[Data items]
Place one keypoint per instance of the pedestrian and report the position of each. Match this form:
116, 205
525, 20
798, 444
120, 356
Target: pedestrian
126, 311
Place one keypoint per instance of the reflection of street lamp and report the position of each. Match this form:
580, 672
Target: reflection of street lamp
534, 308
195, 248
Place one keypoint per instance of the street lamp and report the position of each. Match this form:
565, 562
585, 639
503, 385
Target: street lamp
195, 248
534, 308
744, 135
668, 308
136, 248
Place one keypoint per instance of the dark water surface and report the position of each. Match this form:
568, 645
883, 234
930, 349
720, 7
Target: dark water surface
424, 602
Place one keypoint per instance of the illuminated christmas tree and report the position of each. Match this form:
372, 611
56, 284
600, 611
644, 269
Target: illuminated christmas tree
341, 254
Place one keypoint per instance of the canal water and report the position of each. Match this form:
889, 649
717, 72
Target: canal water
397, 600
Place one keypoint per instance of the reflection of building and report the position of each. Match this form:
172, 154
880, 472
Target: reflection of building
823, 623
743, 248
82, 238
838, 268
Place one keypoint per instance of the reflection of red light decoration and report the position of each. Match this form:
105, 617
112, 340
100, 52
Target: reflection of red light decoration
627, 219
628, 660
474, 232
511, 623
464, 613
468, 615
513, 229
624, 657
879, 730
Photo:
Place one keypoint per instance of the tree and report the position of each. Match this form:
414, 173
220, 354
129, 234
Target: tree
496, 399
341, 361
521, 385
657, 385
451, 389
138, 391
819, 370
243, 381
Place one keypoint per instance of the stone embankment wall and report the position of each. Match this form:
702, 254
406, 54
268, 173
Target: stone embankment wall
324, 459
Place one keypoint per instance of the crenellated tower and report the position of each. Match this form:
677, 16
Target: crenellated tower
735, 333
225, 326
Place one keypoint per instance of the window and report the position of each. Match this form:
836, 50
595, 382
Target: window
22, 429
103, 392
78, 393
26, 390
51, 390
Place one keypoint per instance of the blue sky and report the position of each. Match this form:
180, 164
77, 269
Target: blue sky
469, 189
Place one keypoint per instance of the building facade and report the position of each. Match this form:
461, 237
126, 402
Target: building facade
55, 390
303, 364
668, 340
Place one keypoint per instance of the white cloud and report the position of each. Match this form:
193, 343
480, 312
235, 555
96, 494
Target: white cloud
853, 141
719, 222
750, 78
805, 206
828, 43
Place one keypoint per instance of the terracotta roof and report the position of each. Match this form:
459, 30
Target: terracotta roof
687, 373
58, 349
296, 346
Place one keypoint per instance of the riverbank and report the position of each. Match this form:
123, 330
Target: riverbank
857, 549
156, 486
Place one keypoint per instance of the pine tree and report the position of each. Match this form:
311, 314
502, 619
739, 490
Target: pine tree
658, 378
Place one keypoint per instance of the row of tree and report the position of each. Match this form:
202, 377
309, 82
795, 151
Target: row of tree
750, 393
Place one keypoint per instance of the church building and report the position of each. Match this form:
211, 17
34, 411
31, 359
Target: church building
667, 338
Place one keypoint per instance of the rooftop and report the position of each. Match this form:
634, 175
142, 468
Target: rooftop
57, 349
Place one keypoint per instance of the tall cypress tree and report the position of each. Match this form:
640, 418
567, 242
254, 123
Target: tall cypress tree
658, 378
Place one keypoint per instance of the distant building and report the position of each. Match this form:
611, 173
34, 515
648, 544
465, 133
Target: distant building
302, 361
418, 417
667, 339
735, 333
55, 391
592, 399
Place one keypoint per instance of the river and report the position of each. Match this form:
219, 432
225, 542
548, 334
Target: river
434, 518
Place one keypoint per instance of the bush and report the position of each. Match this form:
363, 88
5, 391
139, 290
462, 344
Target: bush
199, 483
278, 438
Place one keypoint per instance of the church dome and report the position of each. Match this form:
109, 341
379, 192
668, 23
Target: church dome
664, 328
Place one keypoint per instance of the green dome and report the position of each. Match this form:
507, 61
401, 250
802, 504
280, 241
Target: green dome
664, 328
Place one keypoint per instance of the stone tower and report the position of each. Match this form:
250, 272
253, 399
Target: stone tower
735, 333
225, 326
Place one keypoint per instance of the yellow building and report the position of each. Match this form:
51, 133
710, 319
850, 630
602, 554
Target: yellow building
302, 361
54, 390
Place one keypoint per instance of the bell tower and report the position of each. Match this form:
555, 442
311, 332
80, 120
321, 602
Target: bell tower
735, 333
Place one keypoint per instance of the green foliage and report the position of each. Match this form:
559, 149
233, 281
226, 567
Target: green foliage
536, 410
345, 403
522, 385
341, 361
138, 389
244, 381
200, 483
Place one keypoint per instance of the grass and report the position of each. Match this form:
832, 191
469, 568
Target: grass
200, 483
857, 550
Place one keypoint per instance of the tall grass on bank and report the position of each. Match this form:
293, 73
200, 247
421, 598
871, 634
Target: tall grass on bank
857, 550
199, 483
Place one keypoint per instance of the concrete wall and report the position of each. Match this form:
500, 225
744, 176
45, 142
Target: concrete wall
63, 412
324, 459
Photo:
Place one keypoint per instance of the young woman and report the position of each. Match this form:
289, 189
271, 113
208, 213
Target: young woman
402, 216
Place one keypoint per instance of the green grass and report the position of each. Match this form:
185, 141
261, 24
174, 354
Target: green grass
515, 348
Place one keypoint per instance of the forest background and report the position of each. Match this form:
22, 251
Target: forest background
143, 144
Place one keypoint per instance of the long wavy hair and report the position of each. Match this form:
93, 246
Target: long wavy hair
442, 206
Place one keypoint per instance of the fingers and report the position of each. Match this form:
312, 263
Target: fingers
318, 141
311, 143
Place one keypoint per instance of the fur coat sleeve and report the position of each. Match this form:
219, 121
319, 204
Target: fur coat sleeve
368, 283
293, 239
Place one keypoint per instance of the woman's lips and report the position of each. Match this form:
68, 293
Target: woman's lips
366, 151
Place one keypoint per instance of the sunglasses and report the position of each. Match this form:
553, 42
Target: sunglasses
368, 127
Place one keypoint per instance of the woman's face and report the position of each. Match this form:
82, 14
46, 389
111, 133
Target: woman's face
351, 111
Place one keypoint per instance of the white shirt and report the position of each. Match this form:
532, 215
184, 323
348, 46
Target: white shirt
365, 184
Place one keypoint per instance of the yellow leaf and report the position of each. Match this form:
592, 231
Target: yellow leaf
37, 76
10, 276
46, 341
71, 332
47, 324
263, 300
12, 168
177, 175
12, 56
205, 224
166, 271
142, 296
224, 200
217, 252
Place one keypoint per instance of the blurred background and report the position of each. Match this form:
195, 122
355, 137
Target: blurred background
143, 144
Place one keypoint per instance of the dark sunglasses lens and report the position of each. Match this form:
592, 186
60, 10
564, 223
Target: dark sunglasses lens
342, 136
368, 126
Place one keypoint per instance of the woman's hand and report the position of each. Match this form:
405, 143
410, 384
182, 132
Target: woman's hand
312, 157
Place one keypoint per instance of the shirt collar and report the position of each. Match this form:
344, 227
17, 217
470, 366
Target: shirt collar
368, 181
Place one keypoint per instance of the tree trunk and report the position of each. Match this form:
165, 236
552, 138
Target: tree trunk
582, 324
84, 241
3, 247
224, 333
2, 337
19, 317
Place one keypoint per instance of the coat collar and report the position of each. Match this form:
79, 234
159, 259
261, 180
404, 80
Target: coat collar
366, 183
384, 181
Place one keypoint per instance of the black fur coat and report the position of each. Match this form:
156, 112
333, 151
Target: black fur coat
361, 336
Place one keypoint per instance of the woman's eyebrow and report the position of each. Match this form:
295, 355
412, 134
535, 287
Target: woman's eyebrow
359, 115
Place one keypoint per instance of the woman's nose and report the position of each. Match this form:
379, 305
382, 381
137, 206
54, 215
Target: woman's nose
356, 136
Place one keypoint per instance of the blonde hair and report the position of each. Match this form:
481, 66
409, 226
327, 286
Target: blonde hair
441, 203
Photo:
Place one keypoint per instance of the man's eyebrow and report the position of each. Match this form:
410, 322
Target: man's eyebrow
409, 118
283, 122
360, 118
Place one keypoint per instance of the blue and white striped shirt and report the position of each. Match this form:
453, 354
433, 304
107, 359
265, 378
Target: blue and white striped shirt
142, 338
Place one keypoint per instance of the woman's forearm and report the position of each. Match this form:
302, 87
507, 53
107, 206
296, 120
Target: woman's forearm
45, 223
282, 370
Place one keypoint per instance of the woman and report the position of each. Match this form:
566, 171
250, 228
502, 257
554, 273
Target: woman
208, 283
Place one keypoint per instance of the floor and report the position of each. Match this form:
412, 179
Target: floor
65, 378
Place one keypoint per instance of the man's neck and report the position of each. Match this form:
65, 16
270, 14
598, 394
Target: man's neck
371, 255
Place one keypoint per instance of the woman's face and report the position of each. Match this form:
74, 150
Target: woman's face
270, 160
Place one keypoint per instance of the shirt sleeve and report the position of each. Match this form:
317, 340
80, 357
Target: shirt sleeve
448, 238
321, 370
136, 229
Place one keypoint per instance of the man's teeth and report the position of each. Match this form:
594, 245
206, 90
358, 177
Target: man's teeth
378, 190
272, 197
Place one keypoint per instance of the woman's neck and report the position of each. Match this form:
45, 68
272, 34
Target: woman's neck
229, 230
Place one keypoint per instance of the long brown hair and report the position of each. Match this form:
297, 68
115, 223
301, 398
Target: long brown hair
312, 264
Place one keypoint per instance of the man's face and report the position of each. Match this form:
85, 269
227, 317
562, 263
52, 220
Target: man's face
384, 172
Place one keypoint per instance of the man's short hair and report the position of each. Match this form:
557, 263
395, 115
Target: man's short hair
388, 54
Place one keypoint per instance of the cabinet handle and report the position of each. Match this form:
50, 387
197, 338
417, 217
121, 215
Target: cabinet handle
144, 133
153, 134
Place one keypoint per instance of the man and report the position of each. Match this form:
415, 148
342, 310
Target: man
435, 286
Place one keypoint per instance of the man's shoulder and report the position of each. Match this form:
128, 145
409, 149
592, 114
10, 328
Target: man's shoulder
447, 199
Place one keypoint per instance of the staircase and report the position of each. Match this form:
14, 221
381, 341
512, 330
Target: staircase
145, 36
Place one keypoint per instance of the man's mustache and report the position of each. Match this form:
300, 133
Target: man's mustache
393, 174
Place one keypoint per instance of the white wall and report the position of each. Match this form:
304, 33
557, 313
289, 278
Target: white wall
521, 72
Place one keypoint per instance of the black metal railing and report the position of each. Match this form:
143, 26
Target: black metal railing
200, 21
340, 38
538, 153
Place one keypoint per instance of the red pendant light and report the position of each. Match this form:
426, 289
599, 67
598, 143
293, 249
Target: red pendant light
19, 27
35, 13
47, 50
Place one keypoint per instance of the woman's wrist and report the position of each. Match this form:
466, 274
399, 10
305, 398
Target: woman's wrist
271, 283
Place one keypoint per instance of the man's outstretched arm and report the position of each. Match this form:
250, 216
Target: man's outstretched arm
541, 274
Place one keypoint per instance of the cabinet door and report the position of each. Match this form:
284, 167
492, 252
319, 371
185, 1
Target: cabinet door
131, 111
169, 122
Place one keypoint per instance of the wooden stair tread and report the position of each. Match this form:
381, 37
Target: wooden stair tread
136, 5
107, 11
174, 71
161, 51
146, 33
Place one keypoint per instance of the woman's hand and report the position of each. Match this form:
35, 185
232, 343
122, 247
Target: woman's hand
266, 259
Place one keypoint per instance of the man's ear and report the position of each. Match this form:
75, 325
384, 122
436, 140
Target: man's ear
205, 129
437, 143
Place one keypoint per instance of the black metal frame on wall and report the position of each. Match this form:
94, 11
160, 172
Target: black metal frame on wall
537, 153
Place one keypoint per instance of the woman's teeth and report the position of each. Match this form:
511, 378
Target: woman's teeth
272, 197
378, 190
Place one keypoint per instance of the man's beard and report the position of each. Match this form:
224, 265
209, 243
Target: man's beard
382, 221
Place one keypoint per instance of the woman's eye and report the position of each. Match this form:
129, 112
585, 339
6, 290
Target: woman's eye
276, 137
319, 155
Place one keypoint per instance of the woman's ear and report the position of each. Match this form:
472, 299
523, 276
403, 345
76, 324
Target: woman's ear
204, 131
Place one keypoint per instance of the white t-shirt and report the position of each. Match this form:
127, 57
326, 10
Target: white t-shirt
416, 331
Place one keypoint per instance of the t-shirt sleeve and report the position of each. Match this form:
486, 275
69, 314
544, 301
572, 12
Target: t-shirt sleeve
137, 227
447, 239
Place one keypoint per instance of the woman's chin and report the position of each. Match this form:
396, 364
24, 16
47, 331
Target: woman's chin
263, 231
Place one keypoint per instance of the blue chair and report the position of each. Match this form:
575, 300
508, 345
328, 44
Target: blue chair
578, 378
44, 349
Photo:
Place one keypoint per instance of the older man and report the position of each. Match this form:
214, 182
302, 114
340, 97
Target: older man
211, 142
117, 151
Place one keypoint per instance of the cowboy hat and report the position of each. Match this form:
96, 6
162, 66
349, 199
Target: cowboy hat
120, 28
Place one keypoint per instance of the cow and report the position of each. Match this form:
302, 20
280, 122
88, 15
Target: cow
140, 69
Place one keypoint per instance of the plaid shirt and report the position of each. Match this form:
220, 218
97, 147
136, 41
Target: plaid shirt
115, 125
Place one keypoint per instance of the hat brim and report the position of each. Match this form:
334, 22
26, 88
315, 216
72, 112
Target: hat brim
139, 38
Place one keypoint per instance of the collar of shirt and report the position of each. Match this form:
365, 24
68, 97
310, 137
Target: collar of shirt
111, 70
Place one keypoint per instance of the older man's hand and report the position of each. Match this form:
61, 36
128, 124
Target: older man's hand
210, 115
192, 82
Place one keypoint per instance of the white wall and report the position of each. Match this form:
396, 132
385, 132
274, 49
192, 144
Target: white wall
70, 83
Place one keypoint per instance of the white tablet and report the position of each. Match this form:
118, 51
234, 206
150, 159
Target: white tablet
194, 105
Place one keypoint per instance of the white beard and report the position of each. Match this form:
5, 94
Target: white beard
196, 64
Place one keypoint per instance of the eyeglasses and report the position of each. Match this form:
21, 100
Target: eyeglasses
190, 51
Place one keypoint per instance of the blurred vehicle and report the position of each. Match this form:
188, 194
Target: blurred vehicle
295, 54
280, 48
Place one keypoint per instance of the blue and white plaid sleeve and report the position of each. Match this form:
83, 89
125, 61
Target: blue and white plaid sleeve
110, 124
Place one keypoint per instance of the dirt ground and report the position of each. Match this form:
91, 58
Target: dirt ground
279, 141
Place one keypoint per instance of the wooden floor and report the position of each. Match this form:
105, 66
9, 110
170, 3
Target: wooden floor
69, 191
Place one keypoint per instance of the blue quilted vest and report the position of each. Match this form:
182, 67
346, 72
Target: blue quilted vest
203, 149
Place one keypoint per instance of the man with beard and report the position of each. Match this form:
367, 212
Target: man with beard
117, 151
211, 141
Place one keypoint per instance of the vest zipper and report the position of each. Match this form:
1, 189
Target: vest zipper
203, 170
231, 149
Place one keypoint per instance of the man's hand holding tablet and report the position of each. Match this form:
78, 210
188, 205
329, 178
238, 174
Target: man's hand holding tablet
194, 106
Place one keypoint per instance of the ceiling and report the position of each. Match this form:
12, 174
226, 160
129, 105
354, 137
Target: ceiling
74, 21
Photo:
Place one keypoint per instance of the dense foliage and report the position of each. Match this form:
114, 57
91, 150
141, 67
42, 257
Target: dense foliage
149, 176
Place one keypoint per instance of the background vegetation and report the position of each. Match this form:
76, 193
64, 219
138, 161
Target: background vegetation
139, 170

:: Exercise goal ::
Extract every line from the one containing "Place one keypoint per instance of the man with" through the last line of the data, inclusive, exactly as written.

:: Exercise output ::
Place one keypoint per instance of the man with beard and report the position of each. Match this form:
367, 212
Target: man with beard
117, 151
211, 141
Place one keypoint per instance of the vest zipper and report the position of each. Match this form:
1, 189
Target: vest zipper
203, 170
231, 149
Place one keypoint per instance of the man's hand holding tablet and report the position of each. Match this form:
78, 210
188, 205
329, 178
238, 174
Target: man's hand holding tablet
194, 106
Place one keypoint per instance of the ceiling and report the position of each. Match this form:
12, 174
226, 160
129, 105
354, 137
Target: ceiling
74, 21
Photo:
Place one keypoint per instance of the dense foliage and report the position of each. Match this form:
114, 57
91, 150
141, 67
42, 257
Target: dense foliage
149, 176
Place one keypoint per instance of the background vegetation and report the position of each. Match this form:
76, 193
64, 219
138, 161
Target: background vegetation
139, 170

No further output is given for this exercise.